Sobre o exercício
Disponha em uma lista JSON de strings, uma para cada linha e sem as linhas em branco, os registros desde o início até a linha que contém "box: [36, 13, 52, 26]", ambas as pontas incluídas. Deixe as imagens de fora da resposta.

Registros do conjunto de dados
————

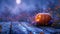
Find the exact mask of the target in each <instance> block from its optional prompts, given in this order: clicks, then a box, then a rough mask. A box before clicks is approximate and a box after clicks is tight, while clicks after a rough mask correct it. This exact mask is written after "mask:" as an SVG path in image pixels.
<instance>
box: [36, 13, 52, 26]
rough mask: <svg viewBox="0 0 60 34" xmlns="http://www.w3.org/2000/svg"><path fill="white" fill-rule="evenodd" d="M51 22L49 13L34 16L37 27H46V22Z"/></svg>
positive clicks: (37, 14)
mask: <svg viewBox="0 0 60 34" xmlns="http://www.w3.org/2000/svg"><path fill="white" fill-rule="evenodd" d="M50 20H51V16H50V14H49V13H38V14H37V15H36V16H35V21H36V23H37V25H48V22H49V21H50Z"/></svg>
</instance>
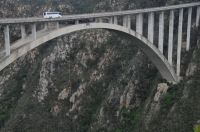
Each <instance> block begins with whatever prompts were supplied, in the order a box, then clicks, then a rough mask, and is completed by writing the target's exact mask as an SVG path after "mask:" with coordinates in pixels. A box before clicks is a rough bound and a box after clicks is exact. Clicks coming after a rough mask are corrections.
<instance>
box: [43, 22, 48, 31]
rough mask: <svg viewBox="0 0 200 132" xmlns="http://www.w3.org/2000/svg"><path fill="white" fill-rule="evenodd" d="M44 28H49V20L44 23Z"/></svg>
mask: <svg viewBox="0 0 200 132" xmlns="http://www.w3.org/2000/svg"><path fill="white" fill-rule="evenodd" d="M44 29H45V30H48V22H45V23H44Z"/></svg>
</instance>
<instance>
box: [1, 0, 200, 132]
mask: <svg viewBox="0 0 200 132" xmlns="http://www.w3.org/2000/svg"><path fill="white" fill-rule="evenodd" d="M19 1H20V0H19ZM19 1H17V2H16V1H13V0H8V1H6V2H5V1H0V3H1V5H2V4H5V6H3V8H0V15H1V14H2V15H3V17H7V16H10V17H13V16H15V15H16V16H22V15H24V16H27V14H29V15H30V16H37V15H38V14H41V13H42V12H43V11H48V10H49V11H50V10H56V9H57V10H61V11H62V12H63V13H65V12H66V14H72V12H73V13H78V12H79V11H77V10H82V8H81V7H84V6H85V5H87V4H88V3H87V1H82V0H77V1H73V2H72V3H69V2H68V3H65V2H66V1H65V2H64V1H63V0H57V1H39V0H36V1H32V2H31V1H27V2H26V3H23V2H25V1H23V2H22V3H20V2H19ZM33 2H34V4H33ZM38 2H39V3H40V4H39V5H38V4H36V3H38ZM151 2H152V1H150V4H149V3H148V2H146V3H142V4H143V5H144V4H147V5H148V6H152V5H156V4H157V3H161V2H156V3H153V4H152V3H151ZM139 3H140V1H138V3H134V2H133V1H127V0H109V1H104V0H103V1H97V0H91V1H90V4H94V5H92V6H90V7H91V8H93V7H94V8H96V9H95V10H94V11H93V12H103V11H113V10H118V11H120V10H124V9H125V7H126V9H134V8H137V9H138V8H139V7H137V5H138V4H139ZM18 4H19V5H18ZM140 4H141V3H140ZM1 5H0V6H1ZM17 5H18V6H17ZM34 5H36V6H34ZM125 5H126V6H125ZM8 6H11V7H12V6H13V8H12V10H10V9H11V8H9V9H7V8H6V7H8ZM32 6H34V7H32ZM78 6H81V7H78ZM148 6H146V7H148ZM16 9H17V10H19V11H18V12H17V11H16ZM84 9H85V10H86V8H85V7H84ZM89 9H90V8H88V10H89ZM90 10H91V9H90ZM34 11H35V12H34ZM15 12H17V13H16V14H15ZM26 12H27V14H26ZM131 19H132V20H135V18H134V17H132V18H131ZM105 21H106V20H105ZM119 23H121V21H120V19H119ZM50 25H54V24H53V23H50ZM19 27H20V26H16V27H15V28H14V27H12V26H11V32H12V33H13V34H12V35H15V36H16V37H20V32H19ZM37 27H38V28H39V29H40V28H42V25H40V24H38V25H37ZM27 32H30V31H29V29H27ZM0 38H3V35H2V34H0ZM1 40H3V39H0V43H1V45H3V43H2V41H1ZM12 41H14V40H12ZM2 47H3V46H2ZM197 47H199V45H198V46H197ZM198 49H199V48H197V49H196V51H194V52H193V58H192V61H191V63H190V64H189V66H188V70H187V72H186V75H187V76H188V77H192V76H193V75H196V74H197V73H198V72H197V71H198V70H199V69H198V67H199V62H198V53H199V51H198ZM188 54H189V53H188ZM184 70H185V69H184ZM184 70H183V71H184ZM185 71H186V70H185ZM159 76H160V75H159V74H158V73H157V69H156V67H155V66H154V65H153V64H152V62H151V61H150V60H148V58H146V55H144V54H143V53H142V52H141V51H140V50H139V49H138V48H137V47H136V46H135V45H134V43H132V42H131V41H129V40H127V39H126V38H123V37H122V36H120V35H119V34H114V33H113V32H110V31H105V30H100V29H93V30H85V31H80V32H76V33H72V34H68V35H64V36H61V37H58V38H56V39H54V40H51V41H49V42H47V43H45V44H43V45H42V46H40V47H37V48H36V49H34V50H32V51H31V52H29V53H27V54H26V55H24V56H22V57H21V58H19V59H18V60H17V61H16V62H14V63H13V64H11V65H10V66H8V67H7V68H5V69H4V70H3V71H1V73H0V80H1V82H0V128H1V129H0V131H1V132H13V131H35V132H37V131H49V132H51V131H52V132H55V131H63V132H65V131H67V132H75V131H77V132H92V131H102V132H104V131H127V132H131V131H135V132H141V131H146V132H156V131H179V130H180V131H190V130H192V127H193V125H195V124H196V123H197V121H198V120H199V119H200V117H199V116H198V115H200V114H199V111H200V110H199V108H198V106H199V105H198V104H199V103H200V102H199V100H200V99H199V94H200V93H199V88H198V86H199V85H200V84H199V81H198V79H196V78H197V77H198V74H197V75H196V78H195V79H194V80H193V79H191V78H190V79H189V80H187V81H185V80H183V82H181V83H180V84H177V85H172V84H170V83H166V81H165V80H163V79H162V78H161V77H159ZM184 79H185V78H184ZM184 81H185V82H184ZM163 82H164V83H163ZM167 84H168V85H169V86H168V85H167ZM193 103H194V104H193ZM192 104H193V105H192ZM182 113H187V114H182ZM188 113H189V114H188ZM179 122H181V123H183V124H184V125H182V124H181V123H179ZM191 122H192V123H194V124H192V123H191ZM33 126H34V127H33ZM182 126H185V127H184V128H183V127H182ZM186 126H187V128H186ZM183 129H184V130H183Z"/></svg>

————

Resposta escrita
[
  "Find the exact mask of the target in each <instance> block from its optional prompts, given in this order: clicks, then a box, then a rough mask. A box before clicks is approximate and a box after clicks is tight, while clicks after a rough mask correct it. This exact mask is written after \"mask:\" as an SVG path in image pixels.",
  "<instance>",
  "box: [36, 13, 52, 26]"
]